━━ Reading text ━━

Background: Malaria remains a leading cause of illness and death globally, with countries in sub-Saharan Africa bearing a disproportionate burden. Global high-resolution maps of malaria prevalence, incidence, and mortality are crucial for tracking spatially heterogeneous progress against the disease and to inform strategic malaria control efforts. We present the latest such maps, the first since 2019, which cover the years 2000-22. The maps are accompanied by administrative-level summaries and include estimated COVID-19 pandemic-related impacts on malaria burden.

Methods: We initially modelled prevalence of Plasmodium falciparum malaria infection in children aged 2-10 years in high-burden African countries using a geostatistical modelling framework. The model was trained on a large database of spatiotemporal observations of community infection prevalence; environmental and anthropogenic covariates; and modelled intervention coverages for insecticide-treated bednets, indoor residual spraying, and effective treatment with an antimalarial drug. We developed an additional model to incorporate disruptions to malaria case management caused by the COVID-19 pandemic. The resulting high-resolution maps of infection prevalence from 2000 to 2022 were subsequently translated to estimates of case incidence and malaria mortality. For other malaria-endemic countries and for Plasmodium vivax estimates, we used routine surveillance data to model annual case incidence at administrative levels. We then converted these estimates to infection prevalence and malaria mortality, and spatially disaggregated administrative-level results to produce high-resolution maps. Lastly, we combined the modelled outputs to produce global maps and summarised tables that are suitable for assessing changing malaria burden from subnational to global scales.

Findings: We found an ongoing plateau in rates of malaria infection prevalence and case incidence within sub-Saharan Africa, with consistent year-on-year improvements not evident since 2015. Due to the concentration of malaria burden in sub-Saharan Africa and the region's rapid population growth relative to other endemic regions, we estimate that 2022 had 234·8 (95% uncertainty interval 179·2-299·0) million clinical cases of P falciparum malaria, the most since 2004. Despite these findings, deaths from malaria continued to decline in sub-Saharan Africa and consequently globally after 2015, except for the COVID-19-impacted years of 2020-22. Similarly, progress in reducing P falciparum and P vivax morbidity outside Africa continued despite stalled progress globally. However, a major malaria outbreak in Pakistan following intense flooding in 2022 resulted in a reversal in this improving trend and contributed heavily to the global total of 12·4 (10·7-14·8) million clinical cases of P vivax malaria. Within Africa, we found that the plateau in infection prevalence occurred earlier in more densely populated areas, whereas more sparsely populated regions have continued a trajectory of modest improvement.

━━━
━━ Material shown ━━

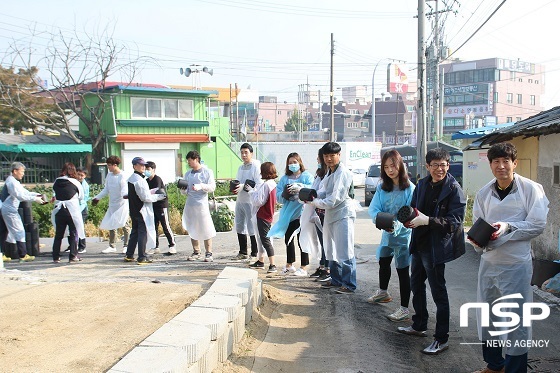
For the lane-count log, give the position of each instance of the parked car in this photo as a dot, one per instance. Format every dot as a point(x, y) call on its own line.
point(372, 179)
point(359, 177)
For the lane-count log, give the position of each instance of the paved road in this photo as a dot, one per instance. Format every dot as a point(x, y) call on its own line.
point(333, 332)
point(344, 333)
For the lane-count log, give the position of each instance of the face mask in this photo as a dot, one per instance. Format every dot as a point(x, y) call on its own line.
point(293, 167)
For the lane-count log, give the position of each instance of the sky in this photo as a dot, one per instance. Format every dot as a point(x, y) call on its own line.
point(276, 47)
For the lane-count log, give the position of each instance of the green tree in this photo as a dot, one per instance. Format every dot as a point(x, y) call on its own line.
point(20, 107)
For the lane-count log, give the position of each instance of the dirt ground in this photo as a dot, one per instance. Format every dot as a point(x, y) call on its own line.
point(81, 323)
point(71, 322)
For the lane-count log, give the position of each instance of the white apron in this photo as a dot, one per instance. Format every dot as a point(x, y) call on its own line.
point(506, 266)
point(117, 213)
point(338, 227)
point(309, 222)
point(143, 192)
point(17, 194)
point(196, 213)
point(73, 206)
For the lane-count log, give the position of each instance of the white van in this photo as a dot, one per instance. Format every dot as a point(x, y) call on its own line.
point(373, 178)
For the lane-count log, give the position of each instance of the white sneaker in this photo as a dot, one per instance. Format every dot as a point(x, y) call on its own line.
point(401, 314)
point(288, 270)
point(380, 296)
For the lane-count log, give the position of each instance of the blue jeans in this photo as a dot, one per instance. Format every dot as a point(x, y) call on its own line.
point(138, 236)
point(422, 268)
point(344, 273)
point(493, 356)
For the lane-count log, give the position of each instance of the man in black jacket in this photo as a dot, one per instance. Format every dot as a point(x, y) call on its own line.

━━━

Answer these from the malaria summary:
(a) Which years do the new maps cover?
(b) In what age range were the children whose Plasmodium falciparum infection prevalence was modeled?
(c) In which country did intense flooding in 2022 lead to a major malaria outbreak?

(a) 2000-22
(b) 2-10 years
(c) Pakistan